France La gauche pousse pour appliquer son programme de rupture

ATS

9.7.2024 - 13:51

L'alliance de gauche, arrivée en tête des législatives en France sans majorité absolue, a revendiqué mardi le droit d'appliquer son programme. Quitte à nouer des alliances au coup par coup, en attendant de parvenir à désigner quelqu'un pour diriger le gouvernement.

Keystone-SDA

Des négociations serrées se poursuivent alors que le camp macroniste n'a lui pas complètement exclu de composer une nouvelle équipe avec la droite républicaine.

Le président Emmanuel Macron, qui, de son côté, ne s'est toujours pas exprimé depuis les résultats, s'apprête à partir pour le sommet de l'Otan à Washington.

Dimanche, le pays s'attendait à une déferlante de l'extrême droite, mais c'est une poussée surprise du Nouveau Front populaire (NFP) que les électeurs, très mobilisés avec 66,63% de participation, ont placé en tête, hétéroclite alliance de la gauche radicale, des communistes, des socialistes et des écologistes.

«Construire des coalitions à l'Assemblée»

Ceux qui, hier, se querellaient quotidiennement, doivent maintenant s'entendre, à commencer par la désignation d'une figure consensuelle pour incarner leur projet. Un nom pourrait sortir du chapeau d'ici la fin de semaine, ou le début de la semaine prochaine.

Mardi, en faisant les uns après les autres leur entrée à l'Assemblée nationale, les députés de gauche ont semblé exclure d'élargir leur base politique et renoncer à rallier le centre droit, alors même qu'ils ne disposent que de 190 députés, loin de la majorité absolue (289).

DONNÉES DE TRAVAIL:
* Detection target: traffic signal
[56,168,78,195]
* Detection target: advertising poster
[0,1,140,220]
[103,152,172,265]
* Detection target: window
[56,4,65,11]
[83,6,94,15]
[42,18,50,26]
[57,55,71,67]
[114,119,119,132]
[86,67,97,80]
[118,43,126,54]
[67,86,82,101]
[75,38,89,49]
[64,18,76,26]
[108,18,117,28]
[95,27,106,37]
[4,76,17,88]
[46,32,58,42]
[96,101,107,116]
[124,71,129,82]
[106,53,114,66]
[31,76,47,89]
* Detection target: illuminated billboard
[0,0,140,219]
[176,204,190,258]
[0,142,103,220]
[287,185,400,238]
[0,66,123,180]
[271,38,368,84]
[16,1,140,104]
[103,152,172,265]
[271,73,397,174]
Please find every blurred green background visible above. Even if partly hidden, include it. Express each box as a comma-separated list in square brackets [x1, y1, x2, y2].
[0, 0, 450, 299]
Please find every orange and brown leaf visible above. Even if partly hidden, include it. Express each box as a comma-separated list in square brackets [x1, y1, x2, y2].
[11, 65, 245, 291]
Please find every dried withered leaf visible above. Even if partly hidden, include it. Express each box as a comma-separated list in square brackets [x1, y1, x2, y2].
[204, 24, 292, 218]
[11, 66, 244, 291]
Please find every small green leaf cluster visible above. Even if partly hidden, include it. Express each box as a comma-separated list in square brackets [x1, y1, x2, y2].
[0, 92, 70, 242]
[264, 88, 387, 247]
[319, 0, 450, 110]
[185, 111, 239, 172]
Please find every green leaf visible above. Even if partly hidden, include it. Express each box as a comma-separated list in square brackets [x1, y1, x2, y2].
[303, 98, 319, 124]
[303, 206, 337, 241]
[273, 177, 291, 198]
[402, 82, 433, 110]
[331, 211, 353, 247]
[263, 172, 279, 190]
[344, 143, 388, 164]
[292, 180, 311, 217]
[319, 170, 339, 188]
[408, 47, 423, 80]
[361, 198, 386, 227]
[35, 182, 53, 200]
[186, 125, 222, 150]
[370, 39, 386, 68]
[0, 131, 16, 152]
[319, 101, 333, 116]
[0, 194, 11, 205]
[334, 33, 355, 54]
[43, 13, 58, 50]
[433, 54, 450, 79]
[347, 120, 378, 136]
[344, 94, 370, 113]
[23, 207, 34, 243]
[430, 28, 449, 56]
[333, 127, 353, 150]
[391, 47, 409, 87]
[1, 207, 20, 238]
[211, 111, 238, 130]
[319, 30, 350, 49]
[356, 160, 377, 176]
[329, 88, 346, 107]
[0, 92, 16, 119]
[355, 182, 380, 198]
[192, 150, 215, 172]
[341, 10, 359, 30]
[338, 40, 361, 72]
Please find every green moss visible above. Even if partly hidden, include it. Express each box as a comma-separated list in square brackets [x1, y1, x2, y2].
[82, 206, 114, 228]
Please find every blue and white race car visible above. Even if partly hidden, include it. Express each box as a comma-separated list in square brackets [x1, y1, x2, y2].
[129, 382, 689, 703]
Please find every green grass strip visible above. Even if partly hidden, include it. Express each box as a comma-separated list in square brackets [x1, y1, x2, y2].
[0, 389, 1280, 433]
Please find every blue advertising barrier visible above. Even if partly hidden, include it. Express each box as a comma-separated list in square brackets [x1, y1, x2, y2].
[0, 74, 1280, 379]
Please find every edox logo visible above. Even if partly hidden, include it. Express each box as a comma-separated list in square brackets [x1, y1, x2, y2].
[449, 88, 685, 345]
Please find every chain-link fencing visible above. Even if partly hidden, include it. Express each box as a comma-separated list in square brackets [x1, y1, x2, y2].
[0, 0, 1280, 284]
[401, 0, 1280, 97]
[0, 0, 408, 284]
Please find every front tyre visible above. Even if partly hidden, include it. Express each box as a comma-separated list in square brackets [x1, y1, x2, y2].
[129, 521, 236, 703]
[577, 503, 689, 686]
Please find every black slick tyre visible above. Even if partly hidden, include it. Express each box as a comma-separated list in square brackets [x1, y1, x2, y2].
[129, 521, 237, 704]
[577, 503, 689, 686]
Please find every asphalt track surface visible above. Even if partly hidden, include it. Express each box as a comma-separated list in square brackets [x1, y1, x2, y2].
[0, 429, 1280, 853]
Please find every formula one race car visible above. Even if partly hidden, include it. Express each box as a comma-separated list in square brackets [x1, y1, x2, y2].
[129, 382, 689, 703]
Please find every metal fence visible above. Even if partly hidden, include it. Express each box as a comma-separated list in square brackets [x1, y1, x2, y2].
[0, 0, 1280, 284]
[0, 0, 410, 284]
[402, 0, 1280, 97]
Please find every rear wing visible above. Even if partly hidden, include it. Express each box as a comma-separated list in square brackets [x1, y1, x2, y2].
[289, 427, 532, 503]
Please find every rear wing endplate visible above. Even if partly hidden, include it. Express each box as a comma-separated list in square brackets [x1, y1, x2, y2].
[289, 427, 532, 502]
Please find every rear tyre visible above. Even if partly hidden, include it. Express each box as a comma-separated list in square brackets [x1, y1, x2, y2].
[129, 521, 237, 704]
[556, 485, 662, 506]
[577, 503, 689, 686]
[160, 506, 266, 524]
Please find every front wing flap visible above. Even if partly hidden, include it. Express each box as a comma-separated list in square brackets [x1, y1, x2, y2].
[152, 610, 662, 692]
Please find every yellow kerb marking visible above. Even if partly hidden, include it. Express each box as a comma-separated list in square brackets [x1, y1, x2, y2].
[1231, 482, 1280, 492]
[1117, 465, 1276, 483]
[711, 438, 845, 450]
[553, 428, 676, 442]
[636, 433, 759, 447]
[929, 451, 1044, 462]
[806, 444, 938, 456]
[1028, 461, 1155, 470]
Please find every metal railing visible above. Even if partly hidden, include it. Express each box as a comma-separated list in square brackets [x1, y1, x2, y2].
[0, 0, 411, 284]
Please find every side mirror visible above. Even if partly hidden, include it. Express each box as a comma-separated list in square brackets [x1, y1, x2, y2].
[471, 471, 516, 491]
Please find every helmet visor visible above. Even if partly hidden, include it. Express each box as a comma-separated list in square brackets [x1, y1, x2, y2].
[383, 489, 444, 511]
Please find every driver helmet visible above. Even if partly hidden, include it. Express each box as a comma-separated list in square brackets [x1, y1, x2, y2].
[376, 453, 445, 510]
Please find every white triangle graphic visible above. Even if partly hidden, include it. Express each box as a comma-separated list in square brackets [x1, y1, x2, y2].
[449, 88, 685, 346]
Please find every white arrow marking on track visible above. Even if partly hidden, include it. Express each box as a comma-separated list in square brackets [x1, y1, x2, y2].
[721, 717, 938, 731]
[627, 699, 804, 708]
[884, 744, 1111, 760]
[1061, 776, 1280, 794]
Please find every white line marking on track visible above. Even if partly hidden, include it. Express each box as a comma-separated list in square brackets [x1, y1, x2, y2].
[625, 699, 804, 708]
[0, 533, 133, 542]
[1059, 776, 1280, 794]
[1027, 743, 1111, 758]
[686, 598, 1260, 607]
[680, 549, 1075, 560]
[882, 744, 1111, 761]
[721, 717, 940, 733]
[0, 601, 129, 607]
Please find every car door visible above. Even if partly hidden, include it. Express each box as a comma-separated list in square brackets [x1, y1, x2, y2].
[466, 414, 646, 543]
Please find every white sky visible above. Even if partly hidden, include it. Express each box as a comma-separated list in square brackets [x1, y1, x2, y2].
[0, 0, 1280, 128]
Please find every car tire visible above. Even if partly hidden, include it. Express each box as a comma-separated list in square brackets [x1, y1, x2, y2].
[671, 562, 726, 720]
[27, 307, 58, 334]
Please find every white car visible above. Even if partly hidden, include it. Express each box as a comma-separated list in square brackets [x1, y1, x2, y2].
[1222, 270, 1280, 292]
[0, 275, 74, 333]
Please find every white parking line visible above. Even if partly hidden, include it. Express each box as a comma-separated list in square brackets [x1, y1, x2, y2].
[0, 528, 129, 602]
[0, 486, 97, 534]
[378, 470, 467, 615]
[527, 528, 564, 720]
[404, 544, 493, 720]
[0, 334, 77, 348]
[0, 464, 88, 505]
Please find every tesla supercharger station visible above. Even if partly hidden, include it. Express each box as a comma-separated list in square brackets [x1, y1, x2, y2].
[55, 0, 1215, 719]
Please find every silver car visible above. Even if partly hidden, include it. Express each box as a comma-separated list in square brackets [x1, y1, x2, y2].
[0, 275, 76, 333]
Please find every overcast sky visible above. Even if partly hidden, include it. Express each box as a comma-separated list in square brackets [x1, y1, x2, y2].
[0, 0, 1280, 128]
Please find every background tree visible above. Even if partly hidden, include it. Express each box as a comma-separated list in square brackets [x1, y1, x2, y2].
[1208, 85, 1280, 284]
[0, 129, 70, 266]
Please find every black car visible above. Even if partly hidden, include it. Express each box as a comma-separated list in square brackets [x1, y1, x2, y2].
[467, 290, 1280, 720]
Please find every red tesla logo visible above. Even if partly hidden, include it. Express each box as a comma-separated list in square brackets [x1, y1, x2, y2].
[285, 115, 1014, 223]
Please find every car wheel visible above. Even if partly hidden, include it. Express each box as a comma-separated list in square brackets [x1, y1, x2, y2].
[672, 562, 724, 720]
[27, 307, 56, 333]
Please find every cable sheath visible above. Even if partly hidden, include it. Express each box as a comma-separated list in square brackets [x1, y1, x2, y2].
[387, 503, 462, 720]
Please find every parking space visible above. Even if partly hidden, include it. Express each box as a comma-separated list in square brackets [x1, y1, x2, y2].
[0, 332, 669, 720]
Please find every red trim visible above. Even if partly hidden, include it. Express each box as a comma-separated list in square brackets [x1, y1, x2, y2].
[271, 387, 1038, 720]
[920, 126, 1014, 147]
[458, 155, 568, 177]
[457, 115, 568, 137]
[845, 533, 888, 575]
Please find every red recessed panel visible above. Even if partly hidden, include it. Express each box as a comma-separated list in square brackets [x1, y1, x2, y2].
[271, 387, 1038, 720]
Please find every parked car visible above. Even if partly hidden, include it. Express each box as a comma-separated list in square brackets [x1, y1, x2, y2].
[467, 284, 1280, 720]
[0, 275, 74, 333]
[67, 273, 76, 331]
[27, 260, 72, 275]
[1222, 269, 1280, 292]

EXERCICE PROPOSÉ A: D'après l'article sur les législatives, combien de députés la gauche compte-t-elle ?
EXERCICE PROPOSÉ B: Dans les rangées, recopiez sans rien changer les lignes allant de celle qui contient « Please find every small » jusqu'à celle qui contient « [185, 111, 239, 172] », ces deux lignes comprises.

CORRIGÉ DÉTAILLÉ A: La gauche compte 190 députés, loin de la majorité absolue de 289.

CORRIGÉ DÉTAILLÉ B:
Please find every small green leaf cluster visible above. Even if partly hidden, include it. Express each box as a comma-separated list in square brackets [x1, y1, x2, y2].
[0, 92, 70, 242]
[264, 88, 387, 247]
[319, 0, 450, 110]
[185, 111, 239, 172]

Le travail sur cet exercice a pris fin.